This exercise calls for an exact copy of the listing below.
══════════════════════════════
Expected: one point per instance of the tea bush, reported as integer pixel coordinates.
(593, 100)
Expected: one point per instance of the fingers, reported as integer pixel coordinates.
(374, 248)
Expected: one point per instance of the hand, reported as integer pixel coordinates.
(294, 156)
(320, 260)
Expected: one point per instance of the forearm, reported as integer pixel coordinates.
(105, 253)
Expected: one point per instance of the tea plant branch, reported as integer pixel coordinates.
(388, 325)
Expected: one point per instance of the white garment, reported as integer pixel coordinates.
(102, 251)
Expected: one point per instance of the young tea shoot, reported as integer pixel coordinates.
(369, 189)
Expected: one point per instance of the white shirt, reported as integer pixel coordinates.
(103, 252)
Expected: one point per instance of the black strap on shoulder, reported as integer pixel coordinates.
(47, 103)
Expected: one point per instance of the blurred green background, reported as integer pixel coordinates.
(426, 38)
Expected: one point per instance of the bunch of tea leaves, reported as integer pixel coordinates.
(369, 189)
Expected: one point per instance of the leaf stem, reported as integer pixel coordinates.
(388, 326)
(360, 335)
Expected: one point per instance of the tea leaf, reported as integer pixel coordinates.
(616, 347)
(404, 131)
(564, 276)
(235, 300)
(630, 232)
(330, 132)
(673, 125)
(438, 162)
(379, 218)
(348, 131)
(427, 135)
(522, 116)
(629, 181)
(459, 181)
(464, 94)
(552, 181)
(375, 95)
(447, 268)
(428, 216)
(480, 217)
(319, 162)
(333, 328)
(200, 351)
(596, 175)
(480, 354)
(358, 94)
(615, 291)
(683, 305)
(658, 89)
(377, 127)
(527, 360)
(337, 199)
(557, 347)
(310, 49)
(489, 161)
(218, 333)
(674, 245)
══════════════════════════════
Result of the task:
Expected: one point per instance of the tea bush, reported as integer pixel coordinates.
(593, 100)
Expected: one point per instance of the fingers, reported as integer pixel coordinates.
(374, 248)
Expected: one point per instance of the hand, reported as integer pixel coordinates.
(294, 156)
(320, 260)
Expected: one point per instance of the forearm, reported as integer pixel coordinates.
(105, 253)
Expected: one point per instance of the tea plant branch, reported as integer pixel coordinates.
(388, 325)
Expected: one point per instance of the white garment, reported as integer pixel coordinates.
(102, 251)
Expected: one point per instance of the young tea shoot, reported as integer pixel coordinates.
(369, 189)
Expected: one point per instance of the white shirt, reported as integer pixel coordinates.
(103, 252)
Expected: one point per instance of the black strap on shoulder, reported as integer pixel coordinates.
(47, 103)
Expected: one point per instance of the blurred green background, reported as integer pixel coordinates.
(426, 38)
Expected: one point per instance of the bunch of tea leaves, reported as integer pixel coordinates.
(369, 189)
Expected: one point per instance of the leaf stem, reported as integer pixel coordinates.
(388, 326)
(360, 335)
Expected: one point per instance of the tea leaf, reported as integer pixel coordinates.
(616, 347)
(404, 131)
(564, 276)
(235, 300)
(630, 232)
(330, 132)
(673, 125)
(438, 162)
(379, 218)
(348, 131)
(427, 135)
(522, 116)
(629, 181)
(459, 181)
(464, 94)
(552, 181)
(375, 95)
(447, 268)
(428, 216)
(480, 217)
(319, 162)
(333, 328)
(200, 351)
(596, 175)
(480, 354)
(358, 94)
(615, 291)
(683, 305)
(658, 89)
(377, 127)
(527, 360)
(337, 199)
(557, 347)
(310, 49)
(489, 161)
(218, 333)
(674, 245)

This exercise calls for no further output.